┌────────
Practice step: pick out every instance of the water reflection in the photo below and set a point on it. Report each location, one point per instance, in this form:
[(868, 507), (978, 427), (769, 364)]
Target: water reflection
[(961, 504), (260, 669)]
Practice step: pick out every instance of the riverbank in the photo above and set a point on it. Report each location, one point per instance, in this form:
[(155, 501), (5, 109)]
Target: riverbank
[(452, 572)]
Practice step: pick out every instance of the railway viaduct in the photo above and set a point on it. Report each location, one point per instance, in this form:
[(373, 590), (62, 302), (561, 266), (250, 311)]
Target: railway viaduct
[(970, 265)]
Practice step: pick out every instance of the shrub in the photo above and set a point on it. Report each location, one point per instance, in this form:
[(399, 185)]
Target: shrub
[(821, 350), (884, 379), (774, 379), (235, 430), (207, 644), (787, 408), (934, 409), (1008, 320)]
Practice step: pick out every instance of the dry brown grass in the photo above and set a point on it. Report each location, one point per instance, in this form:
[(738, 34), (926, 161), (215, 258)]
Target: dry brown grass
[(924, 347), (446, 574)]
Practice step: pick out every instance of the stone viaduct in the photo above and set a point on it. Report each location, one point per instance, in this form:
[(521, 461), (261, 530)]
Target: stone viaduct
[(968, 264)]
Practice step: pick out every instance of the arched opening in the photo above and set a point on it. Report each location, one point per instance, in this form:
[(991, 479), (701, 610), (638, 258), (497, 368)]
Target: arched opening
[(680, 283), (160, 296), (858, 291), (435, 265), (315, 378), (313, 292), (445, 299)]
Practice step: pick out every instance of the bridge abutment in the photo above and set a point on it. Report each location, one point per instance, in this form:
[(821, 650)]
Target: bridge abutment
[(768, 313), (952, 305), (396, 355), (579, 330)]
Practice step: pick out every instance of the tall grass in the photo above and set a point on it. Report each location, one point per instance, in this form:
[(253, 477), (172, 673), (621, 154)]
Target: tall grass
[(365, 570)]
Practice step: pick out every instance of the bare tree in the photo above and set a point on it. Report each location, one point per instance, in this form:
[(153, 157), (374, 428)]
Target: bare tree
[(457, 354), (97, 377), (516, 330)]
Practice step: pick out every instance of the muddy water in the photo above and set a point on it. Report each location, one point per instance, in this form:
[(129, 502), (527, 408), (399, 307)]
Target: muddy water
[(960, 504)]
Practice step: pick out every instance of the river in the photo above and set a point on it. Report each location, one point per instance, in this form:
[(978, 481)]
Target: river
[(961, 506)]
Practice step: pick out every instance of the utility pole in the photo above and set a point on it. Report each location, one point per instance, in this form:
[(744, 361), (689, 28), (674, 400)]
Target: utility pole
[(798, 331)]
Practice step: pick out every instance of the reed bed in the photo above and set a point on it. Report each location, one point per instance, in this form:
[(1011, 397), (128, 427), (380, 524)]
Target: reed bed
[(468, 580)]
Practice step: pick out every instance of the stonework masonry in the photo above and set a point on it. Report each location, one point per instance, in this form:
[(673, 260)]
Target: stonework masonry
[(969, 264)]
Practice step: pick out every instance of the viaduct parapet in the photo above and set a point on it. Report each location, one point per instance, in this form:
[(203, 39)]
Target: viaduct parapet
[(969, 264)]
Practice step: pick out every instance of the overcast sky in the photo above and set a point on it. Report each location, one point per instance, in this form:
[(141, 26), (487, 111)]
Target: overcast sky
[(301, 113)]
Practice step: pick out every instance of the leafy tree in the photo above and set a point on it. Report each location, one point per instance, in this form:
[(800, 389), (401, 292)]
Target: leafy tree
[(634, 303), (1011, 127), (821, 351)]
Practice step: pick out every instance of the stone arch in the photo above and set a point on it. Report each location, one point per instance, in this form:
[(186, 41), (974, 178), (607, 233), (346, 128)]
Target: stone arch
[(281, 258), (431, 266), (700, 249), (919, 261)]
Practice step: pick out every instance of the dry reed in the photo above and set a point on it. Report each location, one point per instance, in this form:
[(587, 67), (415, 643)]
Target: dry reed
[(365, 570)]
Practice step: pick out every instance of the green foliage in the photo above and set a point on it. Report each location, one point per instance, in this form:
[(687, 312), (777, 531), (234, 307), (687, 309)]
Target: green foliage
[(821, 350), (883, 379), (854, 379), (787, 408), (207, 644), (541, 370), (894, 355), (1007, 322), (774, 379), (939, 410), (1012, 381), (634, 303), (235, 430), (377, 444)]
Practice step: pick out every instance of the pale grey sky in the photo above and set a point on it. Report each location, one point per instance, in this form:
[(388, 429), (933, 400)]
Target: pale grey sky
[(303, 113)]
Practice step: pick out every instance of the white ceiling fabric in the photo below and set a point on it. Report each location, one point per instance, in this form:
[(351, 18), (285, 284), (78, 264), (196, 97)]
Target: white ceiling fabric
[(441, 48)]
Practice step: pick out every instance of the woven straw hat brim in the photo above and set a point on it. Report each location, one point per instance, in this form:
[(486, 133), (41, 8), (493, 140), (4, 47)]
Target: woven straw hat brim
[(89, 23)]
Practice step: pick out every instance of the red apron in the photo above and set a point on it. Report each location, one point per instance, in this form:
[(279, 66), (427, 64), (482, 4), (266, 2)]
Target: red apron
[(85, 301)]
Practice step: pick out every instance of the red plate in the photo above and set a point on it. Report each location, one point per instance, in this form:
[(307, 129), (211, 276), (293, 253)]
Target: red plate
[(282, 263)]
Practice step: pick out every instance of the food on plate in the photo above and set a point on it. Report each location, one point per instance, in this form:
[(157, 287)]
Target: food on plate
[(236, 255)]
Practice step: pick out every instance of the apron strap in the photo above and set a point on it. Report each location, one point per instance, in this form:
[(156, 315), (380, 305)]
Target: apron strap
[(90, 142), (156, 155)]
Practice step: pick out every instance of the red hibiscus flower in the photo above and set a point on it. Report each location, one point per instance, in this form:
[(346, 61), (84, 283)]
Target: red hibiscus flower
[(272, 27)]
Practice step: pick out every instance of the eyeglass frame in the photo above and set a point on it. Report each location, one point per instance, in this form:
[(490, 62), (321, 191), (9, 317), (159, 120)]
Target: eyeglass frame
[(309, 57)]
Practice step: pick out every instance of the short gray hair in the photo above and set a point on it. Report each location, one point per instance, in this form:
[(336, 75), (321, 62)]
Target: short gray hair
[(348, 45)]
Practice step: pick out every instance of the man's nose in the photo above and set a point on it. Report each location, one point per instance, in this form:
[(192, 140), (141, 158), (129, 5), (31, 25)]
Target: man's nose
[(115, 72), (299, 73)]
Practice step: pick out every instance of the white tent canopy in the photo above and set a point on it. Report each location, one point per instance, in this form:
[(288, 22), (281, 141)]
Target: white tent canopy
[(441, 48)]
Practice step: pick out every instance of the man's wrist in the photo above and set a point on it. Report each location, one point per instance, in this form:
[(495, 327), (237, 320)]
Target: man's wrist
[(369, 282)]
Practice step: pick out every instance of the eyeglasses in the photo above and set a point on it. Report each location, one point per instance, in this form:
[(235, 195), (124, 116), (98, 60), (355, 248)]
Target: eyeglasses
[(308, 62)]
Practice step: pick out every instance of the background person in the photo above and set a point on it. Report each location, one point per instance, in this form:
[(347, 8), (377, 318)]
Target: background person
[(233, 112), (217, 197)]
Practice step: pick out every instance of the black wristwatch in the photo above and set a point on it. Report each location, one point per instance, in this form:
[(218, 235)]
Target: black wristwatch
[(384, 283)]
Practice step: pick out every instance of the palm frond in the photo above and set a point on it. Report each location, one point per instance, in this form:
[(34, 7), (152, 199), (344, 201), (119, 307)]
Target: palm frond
└────────
> _Brief_:
Starting at the line with "Practice step: pick out every instance of the red plate" and ending at the line with "[(309, 57)]", write out every line of these items again, requests included, shifting each coordinate in the answer point lists up by 119. Leave the numbers in the requests and in their format samples unchanged.

> _Solution_:
Practice step: pick out every instance of the red plate in the photo above and set a point on it. Report each location, one point per instance, in this form:
[(307, 129), (211, 276), (293, 253)]
Target: red plate
[(401, 382)]
Practice step: pick out every instance of the food on plate in the photo above and set a point on it. Report each location, one point per instance, in this form:
[(157, 287)]
Target: food on plate
[(355, 374)]
Practice step: pick out every instance of the apron strap in the photo above and set a point on it. Report each location, one point per instance, in this form:
[(156, 315), (380, 305)]
Target: apron strap
[(209, 261), (275, 274)]
Practice step: pick out every instance of the red hibiscus flower in the photo above and set a point on it. Report each location, one point per instance, in this form:
[(346, 61), (84, 283)]
Target: red hibiscus flower
[(391, 146)]
Practice step: pick out every instance of the eyeglass frame in the photo above and set a point on it. Report each location, one point per instance, in this form:
[(490, 62), (321, 191), (9, 317), (159, 120)]
Target: eyeglass frame
[(428, 176)]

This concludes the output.